> Objective
Edit the lines starting at the one containing "TASK = point to the pale" and ending at the last line of the items below: replace "blurred leaf" with "blurry leaf", leave everything else unchanged, and give back only those lines.

> Material shown

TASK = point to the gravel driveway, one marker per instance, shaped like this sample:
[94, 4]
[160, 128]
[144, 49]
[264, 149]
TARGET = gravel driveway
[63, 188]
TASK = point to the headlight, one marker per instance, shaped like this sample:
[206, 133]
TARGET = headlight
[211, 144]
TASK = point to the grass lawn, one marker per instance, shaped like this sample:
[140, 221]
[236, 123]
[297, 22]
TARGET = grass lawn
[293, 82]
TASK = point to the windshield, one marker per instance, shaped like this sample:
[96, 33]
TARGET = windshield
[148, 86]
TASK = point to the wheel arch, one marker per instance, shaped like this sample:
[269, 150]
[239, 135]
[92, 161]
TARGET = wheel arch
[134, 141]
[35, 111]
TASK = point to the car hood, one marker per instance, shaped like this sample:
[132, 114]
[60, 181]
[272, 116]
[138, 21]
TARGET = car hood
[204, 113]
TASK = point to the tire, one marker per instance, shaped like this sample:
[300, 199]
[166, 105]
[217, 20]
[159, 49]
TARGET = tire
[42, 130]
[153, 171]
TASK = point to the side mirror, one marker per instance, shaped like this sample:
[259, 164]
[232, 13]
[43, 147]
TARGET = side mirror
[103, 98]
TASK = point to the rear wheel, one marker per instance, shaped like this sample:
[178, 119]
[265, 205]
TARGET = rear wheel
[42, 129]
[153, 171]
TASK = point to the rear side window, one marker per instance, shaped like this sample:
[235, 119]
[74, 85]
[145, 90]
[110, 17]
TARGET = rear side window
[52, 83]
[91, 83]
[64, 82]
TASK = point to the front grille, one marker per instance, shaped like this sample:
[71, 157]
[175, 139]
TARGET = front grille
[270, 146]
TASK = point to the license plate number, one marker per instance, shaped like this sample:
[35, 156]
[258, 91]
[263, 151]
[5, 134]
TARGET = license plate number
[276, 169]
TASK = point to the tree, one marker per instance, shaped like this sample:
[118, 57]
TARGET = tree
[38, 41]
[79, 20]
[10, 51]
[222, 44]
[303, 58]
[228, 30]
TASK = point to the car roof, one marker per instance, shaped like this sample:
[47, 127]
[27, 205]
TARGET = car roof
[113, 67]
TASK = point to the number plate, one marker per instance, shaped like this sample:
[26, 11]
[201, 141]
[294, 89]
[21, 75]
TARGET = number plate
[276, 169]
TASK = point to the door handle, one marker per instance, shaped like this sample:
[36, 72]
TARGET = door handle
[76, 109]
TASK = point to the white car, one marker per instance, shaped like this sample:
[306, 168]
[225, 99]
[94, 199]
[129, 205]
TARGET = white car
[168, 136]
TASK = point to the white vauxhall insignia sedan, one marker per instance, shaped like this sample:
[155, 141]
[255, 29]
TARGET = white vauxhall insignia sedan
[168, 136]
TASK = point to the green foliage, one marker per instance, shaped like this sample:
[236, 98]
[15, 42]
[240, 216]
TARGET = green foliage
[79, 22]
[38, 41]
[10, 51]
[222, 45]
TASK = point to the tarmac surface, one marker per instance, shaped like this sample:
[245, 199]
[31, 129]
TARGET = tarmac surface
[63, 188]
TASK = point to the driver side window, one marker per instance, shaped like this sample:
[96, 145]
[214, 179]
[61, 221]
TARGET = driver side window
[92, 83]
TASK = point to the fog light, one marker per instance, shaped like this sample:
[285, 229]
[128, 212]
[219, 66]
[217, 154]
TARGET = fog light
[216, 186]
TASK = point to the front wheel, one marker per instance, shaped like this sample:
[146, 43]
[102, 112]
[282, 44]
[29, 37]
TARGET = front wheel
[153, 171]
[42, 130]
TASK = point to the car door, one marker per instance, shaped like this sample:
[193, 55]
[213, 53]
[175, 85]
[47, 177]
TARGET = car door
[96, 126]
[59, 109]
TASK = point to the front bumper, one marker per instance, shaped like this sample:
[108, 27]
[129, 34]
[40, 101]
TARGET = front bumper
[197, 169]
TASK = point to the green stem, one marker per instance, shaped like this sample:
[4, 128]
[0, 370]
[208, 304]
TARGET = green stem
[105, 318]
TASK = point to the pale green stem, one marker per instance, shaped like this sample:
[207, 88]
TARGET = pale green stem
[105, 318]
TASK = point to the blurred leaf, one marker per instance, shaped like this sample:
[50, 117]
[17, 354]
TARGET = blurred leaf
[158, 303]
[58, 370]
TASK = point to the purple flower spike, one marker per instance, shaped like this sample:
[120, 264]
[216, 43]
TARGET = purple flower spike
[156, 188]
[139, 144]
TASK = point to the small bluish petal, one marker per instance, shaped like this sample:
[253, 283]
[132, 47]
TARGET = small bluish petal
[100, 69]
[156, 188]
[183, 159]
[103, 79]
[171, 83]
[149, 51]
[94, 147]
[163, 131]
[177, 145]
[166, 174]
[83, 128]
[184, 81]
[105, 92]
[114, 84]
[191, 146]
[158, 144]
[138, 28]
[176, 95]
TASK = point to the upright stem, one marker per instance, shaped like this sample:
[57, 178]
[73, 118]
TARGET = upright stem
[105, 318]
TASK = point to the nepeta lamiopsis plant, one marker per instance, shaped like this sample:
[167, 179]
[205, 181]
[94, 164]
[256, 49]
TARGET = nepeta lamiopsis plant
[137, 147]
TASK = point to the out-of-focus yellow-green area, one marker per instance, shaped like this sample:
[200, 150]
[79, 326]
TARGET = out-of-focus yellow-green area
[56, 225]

> Answer for the task
TASK = point to the pale green stem, one marker per instance, shaped like this sample:
[207, 88]
TARGET = pale green stem
[105, 318]
TASK = point to the blurry leaf, one marker per instance, shaped like this sample:
[50, 117]
[17, 354]
TARGET = blurry leaf
[158, 303]
[58, 370]
TASK = point to the purple flower spike, one marker per instance, shaped like this sample:
[120, 264]
[216, 43]
TARGET = purple flower spike
[156, 188]
[139, 144]
TASK = point to the small bluish petal, one marker per instance, shaped like this sample:
[253, 283]
[132, 47]
TARGET = small bluish petal
[100, 69]
[156, 188]
[183, 159]
[103, 79]
[171, 83]
[149, 51]
[94, 147]
[163, 131]
[177, 145]
[166, 174]
[83, 128]
[184, 81]
[105, 92]
[114, 84]
[191, 146]
[158, 144]
[138, 28]
[176, 95]
TASK = point to the upright stem, one marker per instance, shaped like this sample:
[57, 178]
[73, 118]
TARGET = upright stem
[105, 318]
TASK = point to the nepeta lamiopsis plant, one marker per instance, shaped like this sample:
[167, 179]
[205, 181]
[94, 164]
[256, 49]
TARGET = nepeta lamiopsis plant
[137, 147]
TASK = point to the out-of-focus yellow-green area, one marker per instance, shaped like this sample:
[200, 150]
[79, 326]
TARGET = out-of-focus yellow-green area
[56, 225]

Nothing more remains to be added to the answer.